TASK OBJECTIVE:
Lift out each line of the data that holds "below".

[Photo-based referring expression data]
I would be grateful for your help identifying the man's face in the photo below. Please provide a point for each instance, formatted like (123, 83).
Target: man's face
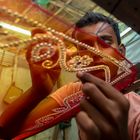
(102, 30)
(107, 34)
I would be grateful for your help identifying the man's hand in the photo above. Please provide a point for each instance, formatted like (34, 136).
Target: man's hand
(104, 112)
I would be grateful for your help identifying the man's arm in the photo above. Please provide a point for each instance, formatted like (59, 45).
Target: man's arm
(104, 114)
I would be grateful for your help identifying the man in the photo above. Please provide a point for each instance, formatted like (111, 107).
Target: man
(104, 115)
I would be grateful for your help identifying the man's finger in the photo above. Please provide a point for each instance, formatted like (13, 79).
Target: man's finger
(98, 118)
(106, 89)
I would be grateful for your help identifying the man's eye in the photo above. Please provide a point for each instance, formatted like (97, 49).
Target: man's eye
(108, 42)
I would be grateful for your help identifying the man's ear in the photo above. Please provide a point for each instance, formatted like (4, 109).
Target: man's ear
(122, 49)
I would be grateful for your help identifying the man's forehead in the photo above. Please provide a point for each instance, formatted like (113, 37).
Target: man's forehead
(100, 28)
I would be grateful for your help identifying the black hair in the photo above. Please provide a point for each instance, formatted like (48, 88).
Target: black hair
(92, 18)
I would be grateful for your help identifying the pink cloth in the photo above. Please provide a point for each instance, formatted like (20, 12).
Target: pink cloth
(134, 115)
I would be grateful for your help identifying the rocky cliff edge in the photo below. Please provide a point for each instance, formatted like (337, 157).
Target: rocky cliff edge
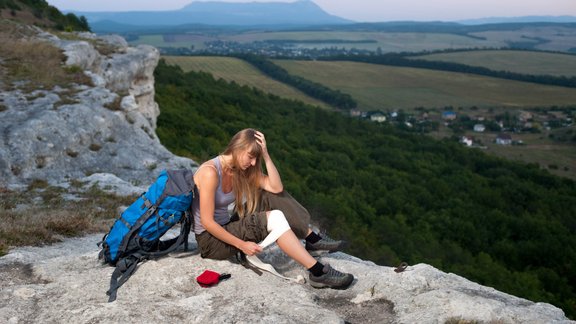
(104, 134)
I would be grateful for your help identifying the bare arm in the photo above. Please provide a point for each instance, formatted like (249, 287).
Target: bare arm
(207, 182)
(272, 181)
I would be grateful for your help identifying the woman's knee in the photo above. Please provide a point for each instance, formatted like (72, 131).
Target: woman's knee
(277, 221)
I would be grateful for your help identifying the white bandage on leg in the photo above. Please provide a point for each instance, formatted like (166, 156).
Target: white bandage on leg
(277, 225)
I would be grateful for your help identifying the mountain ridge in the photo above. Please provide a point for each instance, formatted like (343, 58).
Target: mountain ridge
(224, 13)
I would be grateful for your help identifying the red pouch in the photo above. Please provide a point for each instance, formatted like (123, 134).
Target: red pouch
(210, 278)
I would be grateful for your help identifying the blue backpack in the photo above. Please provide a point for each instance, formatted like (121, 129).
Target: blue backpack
(135, 235)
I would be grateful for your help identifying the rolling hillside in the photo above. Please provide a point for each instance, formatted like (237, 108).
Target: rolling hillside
(390, 88)
(233, 69)
(378, 87)
(527, 62)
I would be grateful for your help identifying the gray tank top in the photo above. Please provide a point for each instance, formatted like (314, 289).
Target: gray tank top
(222, 201)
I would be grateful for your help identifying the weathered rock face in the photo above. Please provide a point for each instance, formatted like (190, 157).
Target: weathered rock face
(65, 283)
(104, 134)
(63, 134)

EXERCISE SOLUTION:
I would be grateful for your help identifying the man's face in the photo below. Please provide a point for each instance, formatted like (123, 83).
I would be grateful for your help identifying the rocky cliff edge in the photo below. Please provide a point for each instance, formatted like (337, 157).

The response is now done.